**Task instructions:** Type the data below again exactly. Omit all pictures.

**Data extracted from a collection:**
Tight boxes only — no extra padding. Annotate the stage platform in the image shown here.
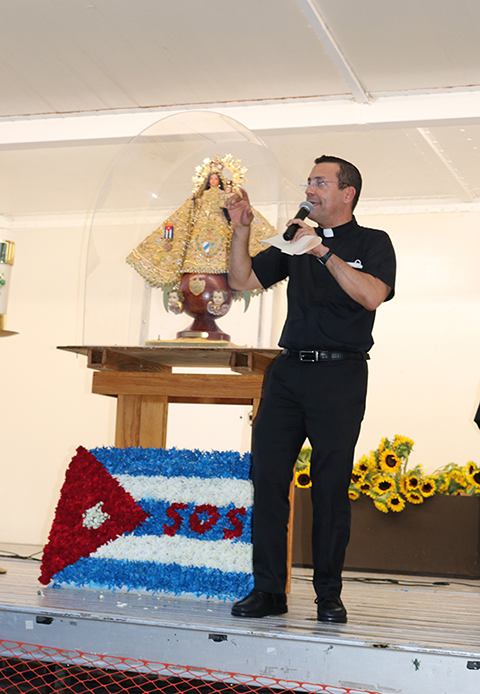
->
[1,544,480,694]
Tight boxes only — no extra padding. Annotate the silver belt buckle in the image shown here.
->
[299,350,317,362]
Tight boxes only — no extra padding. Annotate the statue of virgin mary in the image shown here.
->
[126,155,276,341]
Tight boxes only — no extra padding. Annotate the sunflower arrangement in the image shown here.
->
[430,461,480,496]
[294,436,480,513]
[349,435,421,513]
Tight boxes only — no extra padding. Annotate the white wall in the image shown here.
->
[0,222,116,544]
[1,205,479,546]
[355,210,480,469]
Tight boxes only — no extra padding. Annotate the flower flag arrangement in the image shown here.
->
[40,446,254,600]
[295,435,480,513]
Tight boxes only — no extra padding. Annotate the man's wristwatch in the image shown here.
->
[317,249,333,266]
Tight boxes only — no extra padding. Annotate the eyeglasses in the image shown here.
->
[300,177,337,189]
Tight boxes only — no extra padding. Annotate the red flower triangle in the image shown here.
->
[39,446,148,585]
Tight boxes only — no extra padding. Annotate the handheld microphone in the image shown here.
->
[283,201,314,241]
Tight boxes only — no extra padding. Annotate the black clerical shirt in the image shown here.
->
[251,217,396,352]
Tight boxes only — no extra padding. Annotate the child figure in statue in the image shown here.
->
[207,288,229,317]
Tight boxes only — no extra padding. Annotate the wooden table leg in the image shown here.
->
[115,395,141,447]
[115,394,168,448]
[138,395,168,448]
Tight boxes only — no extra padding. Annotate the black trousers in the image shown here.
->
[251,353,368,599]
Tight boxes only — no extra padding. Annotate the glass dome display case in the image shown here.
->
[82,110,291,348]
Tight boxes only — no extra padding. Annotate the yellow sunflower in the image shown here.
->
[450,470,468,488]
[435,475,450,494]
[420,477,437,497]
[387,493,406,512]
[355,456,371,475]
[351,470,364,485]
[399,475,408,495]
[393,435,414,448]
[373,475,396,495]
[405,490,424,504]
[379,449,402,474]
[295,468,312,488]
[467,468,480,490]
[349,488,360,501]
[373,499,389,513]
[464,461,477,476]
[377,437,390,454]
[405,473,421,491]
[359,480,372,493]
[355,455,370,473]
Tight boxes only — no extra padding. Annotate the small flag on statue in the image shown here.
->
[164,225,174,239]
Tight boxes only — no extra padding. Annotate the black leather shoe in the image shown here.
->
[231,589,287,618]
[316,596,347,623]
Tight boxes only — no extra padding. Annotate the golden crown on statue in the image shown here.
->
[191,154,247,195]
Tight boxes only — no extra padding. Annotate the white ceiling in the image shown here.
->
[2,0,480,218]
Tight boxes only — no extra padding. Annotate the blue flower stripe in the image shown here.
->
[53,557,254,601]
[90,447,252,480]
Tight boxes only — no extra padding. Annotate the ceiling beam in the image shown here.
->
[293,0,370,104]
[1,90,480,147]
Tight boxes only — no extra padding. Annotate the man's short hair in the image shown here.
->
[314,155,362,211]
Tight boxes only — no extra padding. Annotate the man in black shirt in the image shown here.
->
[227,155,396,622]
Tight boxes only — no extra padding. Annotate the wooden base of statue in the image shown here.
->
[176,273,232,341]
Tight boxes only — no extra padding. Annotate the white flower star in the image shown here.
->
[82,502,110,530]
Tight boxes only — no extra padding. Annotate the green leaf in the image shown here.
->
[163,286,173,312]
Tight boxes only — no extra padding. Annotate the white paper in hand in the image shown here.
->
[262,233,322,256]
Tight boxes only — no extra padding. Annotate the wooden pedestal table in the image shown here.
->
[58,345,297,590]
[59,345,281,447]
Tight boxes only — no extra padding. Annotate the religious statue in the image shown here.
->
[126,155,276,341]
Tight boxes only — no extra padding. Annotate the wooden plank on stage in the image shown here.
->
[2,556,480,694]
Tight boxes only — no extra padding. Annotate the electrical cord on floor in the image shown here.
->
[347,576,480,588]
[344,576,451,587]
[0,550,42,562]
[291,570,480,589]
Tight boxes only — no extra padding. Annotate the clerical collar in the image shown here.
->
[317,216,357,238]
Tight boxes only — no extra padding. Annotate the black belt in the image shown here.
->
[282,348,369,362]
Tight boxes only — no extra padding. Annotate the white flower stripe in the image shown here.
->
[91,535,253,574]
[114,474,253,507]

**Answer to the exercise:**
Tight boxes only — no extra padding. Annotate the stage platform in the image shown here.
->
[1,544,480,694]
Tight boxes only — no extra padding. Annotate the silver belt buckle in the image shown here.
->
[299,350,317,362]
Tight boxes only — no extra padding. Annotate the statue of virgin mary in the image shown here.
->
[126,155,276,341]
Tight boxes only — no extra padding. Annotate the sunflower arrangement in the image shown here.
->
[430,461,480,496]
[294,436,480,513]
[349,435,421,513]
Tight boxes only — no extra padding. Annotate the white wall in the image shown here.
->
[0,222,116,544]
[1,205,479,546]
[355,210,480,469]
Tight boxes only — no extra padding. Annotate the flower flag arrangement in the image shown here.
->
[40,446,254,600]
[295,435,480,513]
Tight boxes only — no extra padding. Annotate the man's wristwatch in the image shown here.
->
[317,249,333,266]
Tight boxes only — no extra padding. Annotate the eyeglasses in the image shown here.
->
[300,177,337,189]
Tight boxes only — no extra padding. Annotate the red flower triangle in the image shown here.
->
[39,446,148,585]
Tight boxes only — no extra padding. Annotate the handheld microphone in the image shown here.
->
[283,201,314,241]
Tight boxes only — no extra padding. Annotate the black clerical shirt in the image shown here.
->
[251,217,396,352]
Tight boxes only — no extra padding. Annotate the child figure in statue in the image shown here.
->
[207,288,229,317]
Tight boxes only — no extra padding. Annotate the wooden table leg in the image shown here.
->
[115,395,141,447]
[115,394,168,448]
[138,395,168,448]
Tight boxes only — no extra padding. Annotate the black trousers in the image shown here.
->
[251,353,368,599]
Tight boxes only — no extra padding. Annotate the glass dome display case in the image shown here.
->
[82,110,291,348]
Tight boxes only — no extra padding. Annotate the yellow sunflower in the image shown here.
->
[450,470,468,488]
[435,475,450,494]
[420,477,437,497]
[387,493,406,512]
[355,456,371,475]
[351,470,364,485]
[399,475,408,495]
[393,435,414,448]
[373,475,396,495]
[405,490,424,504]
[379,449,402,474]
[295,468,312,488]
[467,468,480,490]
[349,488,360,501]
[373,499,389,513]
[464,461,477,476]
[377,437,390,454]
[405,473,421,491]
[359,480,372,493]
[355,455,370,473]
Tight boxes only — no extra padding. Annotate the small flag on statue in the image shown here.
->
[164,225,174,239]
Tight boxes only — no extra padding. Annotate the black leather shoe in the image shown here.
->
[231,589,287,618]
[316,596,347,623]
Tight boxes only — no extra padding. Annotate the golden crown on statue in the image shown here.
->
[191,154,247,195]
Tight boxes only — no extra padding. Annotate the white ceiling in the image shown here.
->
[2,0,480,218]
Tight boxes only — no extra padding. Annotate the blue flower stripe in the image shown here.
->
[53,557,254,601]
[90,447,252,480]
Tight boxes only — no extra padding. Annotate the ceiling beam in the image shown here.
->
[293,0,370,104]
[1,90,480,147]
Tight boxes only — no extra padding. Annotate the man's short hair in the image shown here.
->
[314,155,362,211]
Tight boxes only — no extra padding. Annotate the man in black shirt in the image shown here.
->
[227,155,396,622]
Tight boxes only — no extra padding. Annotate the wooden base of statue in the image shown here.
->
[176,273,232,341]
Tight boxes only — no extra padding. Annotate the white flower star in the image shown here.
->
[82,502,110,530]
Tight boxes only — no extra padding. Annotate the green leaf in the image shown here.
->
[163,286,173,312]
Tight boxes only — no extra padding. Annotate the white paper in hand in the image shown here.
->
[262,233,322,256]
Tight boxes only — no extra padding. Annotate the wooden pedestal table in the image shown here.
->
[58,345,297,590]
[59,345,281,447]
Tight boxes only — no extra padding. Annotate the religious statue in the image shown here.
->
[126,155,276,341]
Tight boxes only — no extra padding. Annotate the wooden plank on stage in the image shown here.
->
[2,556,480,694]
Tight boxes only — no extra padding. Annotate the electrical cord on floor in the image shown here.
->
[347,576,480,588]
[344,576,451,587]
[0,550,42,562]
[291,570,480,589]
Tight boxes only — no extra padding. Annotate the clerical collar in the image shown here.
->
[317,216,357,238]
Tight boxes only — no extra padding. Annotate the black belt in the image shown here.
->
[282,348,369,362]
Tight boxes only — no extra padding. Annotate the white flower stripe in the image shown here.
->
[91,535,253,574]
[114,474,253,507]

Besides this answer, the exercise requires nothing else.